**EXERCISE BRIEF:** Convert the items, from the line containing "Challenge: I say the sky" through the last line of the items, into a Markdown table with the columns No. and Text, numbering each line and skipping blank lines.
++++++
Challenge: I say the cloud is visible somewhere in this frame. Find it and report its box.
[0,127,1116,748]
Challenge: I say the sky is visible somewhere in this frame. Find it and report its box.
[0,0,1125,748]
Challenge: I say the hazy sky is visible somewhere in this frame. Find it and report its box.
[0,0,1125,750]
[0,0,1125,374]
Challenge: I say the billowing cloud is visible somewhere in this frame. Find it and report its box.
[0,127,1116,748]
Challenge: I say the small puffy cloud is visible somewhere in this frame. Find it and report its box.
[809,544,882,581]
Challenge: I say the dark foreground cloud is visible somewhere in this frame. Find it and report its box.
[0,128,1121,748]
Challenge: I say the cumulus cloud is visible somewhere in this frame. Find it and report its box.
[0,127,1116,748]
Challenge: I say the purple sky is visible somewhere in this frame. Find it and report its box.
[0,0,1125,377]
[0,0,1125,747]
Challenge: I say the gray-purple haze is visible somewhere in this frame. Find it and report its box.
++++++
**TASK SOLUTION:**
| No. | Text |
|---|---|
| 1 | Challenge: I say the sky is visible somewhere in this frame. Find it and report its box. |
| 2 | [0,0,1125,748] |
| 3 | Challenge: I say the hazy sky is visible somewhere in this frame. Find it and report its box. |
| 4 | [0,0,1125,750] |
| 5 | [0,0,1125,374] |
| 6 | Challenge: I say the billowing cloud is visible somewhere in this frame. Find it and report its box. |
| 7 | [0,127,1116,748] |
| 8 | Challenge: I say the small puffy cloud is visible somewhere in this frame. Find it and report its box. |
| 9 | [809,544,882,581] |
| 10 | Challenge: I say the dark foreground cloud is visible somewhere in this frame. Find it and report its box. |
| 11 | [0,128,1121,748] |
| 12 | Challenge: I say the cumulus cloud is visible somewhere in this frame. Find it and report its box. |
| 13 | [0,127,1116,748] |
| 14 | Challenge: I say the purple sky is visible somewhere in this frame. Find it and report its box. |
| 15 | [0,0,1125,377] |
| 16 | [0,0,1125,747] |
| 17 | Challenge: I say the gray-purple haze is visible somewhere in this frame. Find it and report its box. |